- **Reading passage**
At the very high end, the post-processing is going to be extensive in any case. This isn't the stratum where a couple of clicks in Portraiture or Image Doctor will get you where you want to go — a beauty shot, whether for advertising or editorial, can often be a full day's work in post. I don't know if chromakey is where you want to be here (colour bleeds and specular reflections can be tricky sometimes) but masking and compositing can certainly come into play. (I like to point to the work of Joel Grimes, among others, at this level.) Here, you may be putting the subject very much into an environmental context, but with the full benefit of studio lighting for the subject and the best possible composition and exposure for the environment. Even in a context-free setting (seamless, for instance), you get to play with the colour, tonality and gradient afterwards, and an easily-masked white, back, or neutral backdrop can give you (and an art director, if one happens to be involved) a lot of options.

It's that bit in the middle-to-high end, where the client is paying a premium for a good studio portrait (or headshot) that is supposed to look exactly like what it is where there's not much real gain. Your subjects are going to want the "studio look", whether that means a mottled backdrop (bleh!), an obviously fake scenic (again, bleh!), a neutral gradient, or what have you. You can easily get away with a couple of backdrops and a couple of go-to lighting recipes.

- **Source material**
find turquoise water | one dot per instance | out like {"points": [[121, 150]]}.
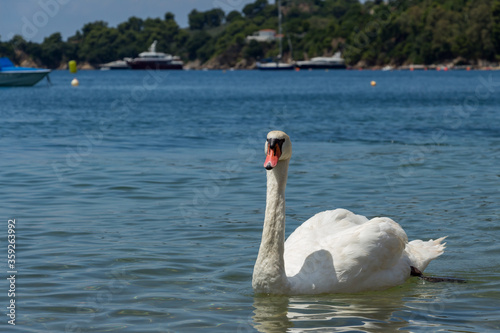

- **What to produce**
The passage above on studio portrait photography lists several forms the "studio look" can take for subjects. Name each one it gives.

- **Written solution**
- A mottled backdrop
- An obviously fake scenic
- A neutral gradient